* SOURCE INFORMATION
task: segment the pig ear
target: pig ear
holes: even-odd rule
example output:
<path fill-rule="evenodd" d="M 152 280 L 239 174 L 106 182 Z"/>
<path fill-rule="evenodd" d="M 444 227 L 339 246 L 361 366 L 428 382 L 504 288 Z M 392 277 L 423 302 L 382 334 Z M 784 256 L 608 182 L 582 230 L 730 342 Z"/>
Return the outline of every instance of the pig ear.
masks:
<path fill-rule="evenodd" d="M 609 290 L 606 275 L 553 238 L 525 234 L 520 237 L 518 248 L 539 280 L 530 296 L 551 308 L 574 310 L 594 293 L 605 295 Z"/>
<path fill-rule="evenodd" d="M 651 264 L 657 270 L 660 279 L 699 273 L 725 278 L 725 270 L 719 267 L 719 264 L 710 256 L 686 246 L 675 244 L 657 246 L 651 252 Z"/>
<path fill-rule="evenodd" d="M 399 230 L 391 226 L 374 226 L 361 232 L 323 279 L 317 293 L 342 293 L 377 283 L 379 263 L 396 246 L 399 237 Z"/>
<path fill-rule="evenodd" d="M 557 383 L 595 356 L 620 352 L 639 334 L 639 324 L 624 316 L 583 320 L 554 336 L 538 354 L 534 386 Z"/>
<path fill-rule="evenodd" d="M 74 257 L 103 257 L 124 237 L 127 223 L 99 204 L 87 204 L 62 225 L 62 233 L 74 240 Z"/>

* TASK REQUIREMENTS
Transcribe the entries above so that nothing in them differs from the original.

* TASK OUTPUT
task: segment the pig ear
target: pig ear
holes: even-odd rule
example output:
<path fill-rule="evenodd" d="M 152 280 L 239 174 L 106 182 Z"/>
<path fill-rule="evenodd" d="M 444 227 L 339 246 L 361 366 L 428 382 L 504 288 Z M 392 277 L 423 302 L 382 334 Z M 784 256 L 608 182 L 582 230 L 730 342 Z"/>
Return the outline of every instance of the pig ear.
masks:
<path fill-rule="evenodd" d="M 609 290 L 606 275 L 553 238 L 525 234 L 520 237 L 518 248 L 539 280 L 530 296 L 551 308 L 574 310 L 594 293 L 605 295 Z"/>
<path fill-rule="evenodd" d="M 651 264 L 657 270 L 660 279 L 699 273 L 725 278 L 725 270 L 719 267 L 719 264 L 710 256 L 686 246 L 675 244 L 657 246 L 651 252 Z"/>
<path fill-rule="evenodd" d="M 399 230 L 391 226 L 374 226 L 361 232 L 323 279 L 317 293 L 342 293 L 377 283 L 379 263 L 396 246 L 399 237 Z"/>
<path fill-rule="evenodd" d="M 557 383 L 595 356 L 620 352 L 639 334 L 639 324 L 624 316 L 583 320 L 554 336 L 538 354 L 534 386 Z"/>
<path fill-rule="evenodd" d="M 74 257 L 103 257 L 124 237 L 127 223 L 99 204 L 87 204 L 62 225 L 62 233 L 74 240 Z"/>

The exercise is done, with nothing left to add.